**Work to do**
In the piece praising Councillor Iona Stoddard, which communities does she represent?

**Passage shown**

------------

Plaudits for Councillor Iona Stoddard

District 12 Councillor Iona Stoddard deserves applause for her principled position on Mirror Nova Scotia’s fee increase which made her a standout at HRM Regional Council this month.

According to The Signal, the online publication produced by senior students at the University of Kings College School of Journalism, Coun. Stoddard cast “the sole vote against the contract extension” that gives Mirror Nova Scotia a $2 million windfall next year just to keep operating the Otter Lake Landfill.

Stoddard, a member of the CMC, represents residents in Beechville, Lakeside, Timberlea, Clayton Park West  and Wedgewood.

Many of her residents oppose HRM’s and Mirror Nova Scotia’s plan to deactivate the landfill’s front-end processor and waste stabilization facility.

Based on news reports, it seems the timeline of their joint application to the Nova Scotia Department of Environment and Climate Change to deactivate the equipment and processes triggered Mirror Nova Scotia’s demand for more money next year from HRM. The provincial decision on the sought-after approval will not come before the new year.

Last July a Saltwater story mentioned Mirror Nova Scotia’s plan to sweeten its contract if deactivation approval didn’t come by year’s end: “Staff say if the equipment isnʼt deactivated, Mirror Nova Scotia, which operates the landfill, will likely push for an early termination of its contract with HRM and increase its processing fees from $125 per tonne to $170 per tonne, which could come at an annual cost increase of approximately $2 million.”

------------

**Listed records**

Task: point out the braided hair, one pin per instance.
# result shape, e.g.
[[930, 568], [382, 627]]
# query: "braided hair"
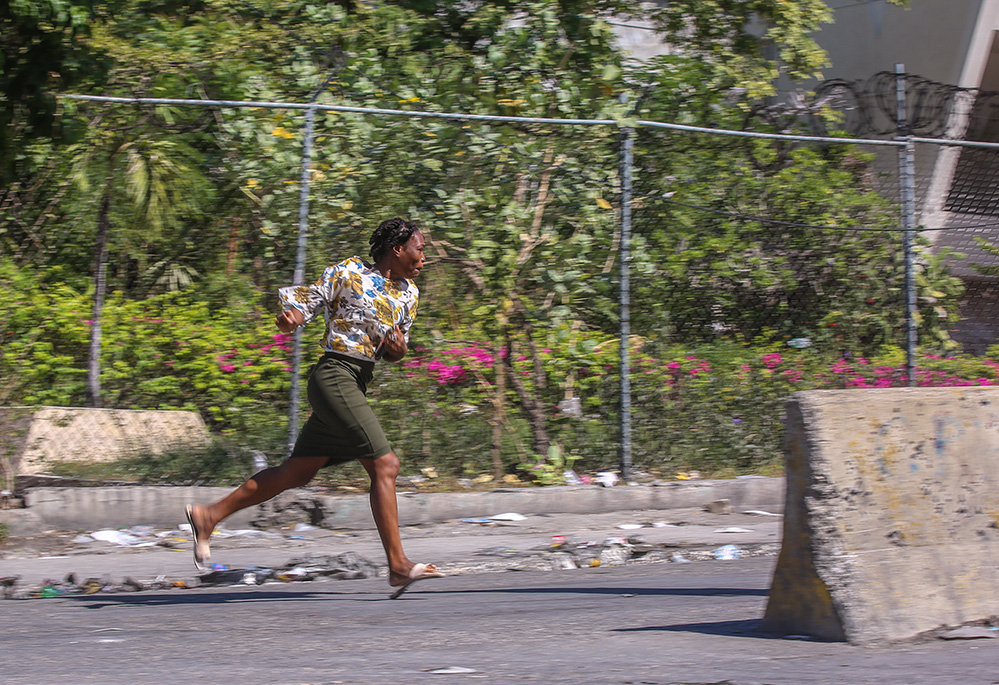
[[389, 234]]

------------

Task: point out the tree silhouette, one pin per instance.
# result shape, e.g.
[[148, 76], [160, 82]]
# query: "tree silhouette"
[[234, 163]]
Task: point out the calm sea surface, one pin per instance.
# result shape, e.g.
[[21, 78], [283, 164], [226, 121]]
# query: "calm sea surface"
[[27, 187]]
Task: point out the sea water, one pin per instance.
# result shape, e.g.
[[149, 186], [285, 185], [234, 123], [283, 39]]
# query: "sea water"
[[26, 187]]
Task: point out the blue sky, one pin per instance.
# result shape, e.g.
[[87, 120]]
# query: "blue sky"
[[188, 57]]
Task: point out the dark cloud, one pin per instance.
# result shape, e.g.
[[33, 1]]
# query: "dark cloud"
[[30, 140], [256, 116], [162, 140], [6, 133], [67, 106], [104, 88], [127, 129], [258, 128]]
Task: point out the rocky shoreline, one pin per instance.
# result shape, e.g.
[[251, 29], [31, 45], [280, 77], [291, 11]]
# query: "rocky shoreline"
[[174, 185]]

------------

**Solved problem**
Beechville, Lakeside, Timberlea, Clayton Park West and Wedgewood.